*** Opening of Data provided ***
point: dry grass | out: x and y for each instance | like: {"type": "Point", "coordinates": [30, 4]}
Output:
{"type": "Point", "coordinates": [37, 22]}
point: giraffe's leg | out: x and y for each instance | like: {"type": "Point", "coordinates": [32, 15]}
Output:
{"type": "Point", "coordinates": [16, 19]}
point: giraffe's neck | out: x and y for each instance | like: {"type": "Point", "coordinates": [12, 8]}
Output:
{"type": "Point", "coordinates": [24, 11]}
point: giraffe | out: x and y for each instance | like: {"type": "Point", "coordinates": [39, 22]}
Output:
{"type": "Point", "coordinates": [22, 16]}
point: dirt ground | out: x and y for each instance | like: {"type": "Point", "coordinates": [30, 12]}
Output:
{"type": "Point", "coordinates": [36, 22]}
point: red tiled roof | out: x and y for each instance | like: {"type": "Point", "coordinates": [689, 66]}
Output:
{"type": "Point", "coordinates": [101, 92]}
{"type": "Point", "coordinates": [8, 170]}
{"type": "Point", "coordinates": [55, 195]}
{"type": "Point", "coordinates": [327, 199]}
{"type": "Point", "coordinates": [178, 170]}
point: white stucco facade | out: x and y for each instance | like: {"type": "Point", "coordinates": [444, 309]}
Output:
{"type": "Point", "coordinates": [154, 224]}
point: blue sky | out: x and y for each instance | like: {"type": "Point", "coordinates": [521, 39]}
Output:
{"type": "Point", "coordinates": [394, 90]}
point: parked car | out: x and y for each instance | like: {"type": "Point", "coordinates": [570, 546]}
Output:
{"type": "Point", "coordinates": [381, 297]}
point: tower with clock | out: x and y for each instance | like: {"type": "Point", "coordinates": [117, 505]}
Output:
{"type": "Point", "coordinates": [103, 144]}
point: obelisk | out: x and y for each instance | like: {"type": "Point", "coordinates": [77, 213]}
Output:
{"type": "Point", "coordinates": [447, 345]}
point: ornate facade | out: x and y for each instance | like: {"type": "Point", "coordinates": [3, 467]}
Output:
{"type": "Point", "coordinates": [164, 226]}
*** Close of Data provided ***
# [Exercise aim]
The required output is the entries from their opening line through the line holding "point: giraffe's neck", repeated exactly, with both end lines kept.

# [Answer space]
point: dry grass | out: x and y for each instance | like: {"type": "Point", "coordinates": [30, 4]}
Output:
{"type": "Point", "coordinates": [37, 22]}
point: giraffe's leg | out: x and y for each instance | like: {"type": "Point", "coordinates": [32, 15]}
Output:
{"type": "Point", "coordinates": [16, 19]}
point: giraffe's neck | out: x and y for each instance | like: {"type": "Point", "coordinates": [12, 8]}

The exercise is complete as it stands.